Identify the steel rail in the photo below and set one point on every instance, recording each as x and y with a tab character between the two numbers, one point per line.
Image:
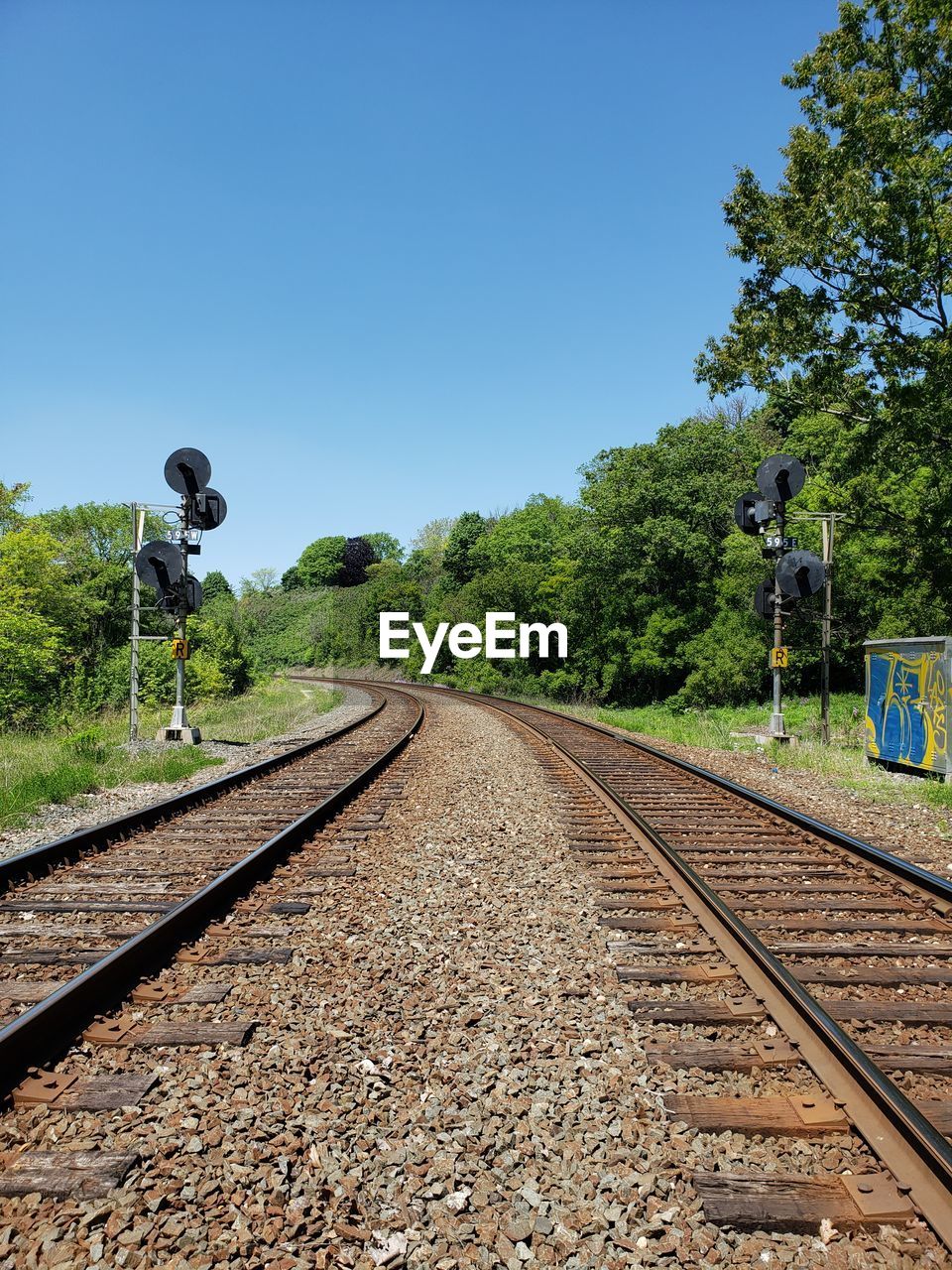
28	865
912	1150
45	1032
932	884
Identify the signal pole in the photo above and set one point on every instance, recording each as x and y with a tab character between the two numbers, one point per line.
166	568
778	729
139	520
179	719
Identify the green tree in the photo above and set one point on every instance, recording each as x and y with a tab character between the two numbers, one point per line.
846	308
457	557
385	547
12	497
213	584
320	563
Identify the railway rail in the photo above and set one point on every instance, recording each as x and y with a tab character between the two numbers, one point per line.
117	902
752	940
765	913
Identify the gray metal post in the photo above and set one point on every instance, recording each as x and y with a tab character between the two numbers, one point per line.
829	524
139	520
179	726
777	725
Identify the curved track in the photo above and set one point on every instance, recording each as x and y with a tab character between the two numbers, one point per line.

__WHAT YOU NEED TO DO__. Repeat the whole listing above word for word, but keep any picture out of it.

__RESULT OF THIS TASK__.
Identify the steel rail in the photo below and set one point on every instance, recording each as x and y with a tab character between the two numbers, one point per line.
Image:
28	865
912	1150
45	1032
932	884
Identify the signal pole in the photo above and set one point on every instance, recording each as x and y with a tab character between the two numbers, one point per line.
166	568
778	729
139	520
179	719
Identify the green tree in the photo above and set one point on every instance, recording each as x and y with a tab character between the two numbers, one point per line.
846	308
457	557
385	547
12	497
213	584
320	563
Identify the railway rail in the photo above and set one point on every instance, recording each as x and y with a tab character between the two numbers, one point per line.
117	902
752	940
765	913
Identify the gray metal post in the photo above and set one point on every instance, recording each as x and y with a tab character between the two numbers, one point per line.
829	524
139	520
179	726
777	725
Identify the curved track in the photo above and set one point on every instance, recording each as x and y with a tab character between the two numbers, one point per line.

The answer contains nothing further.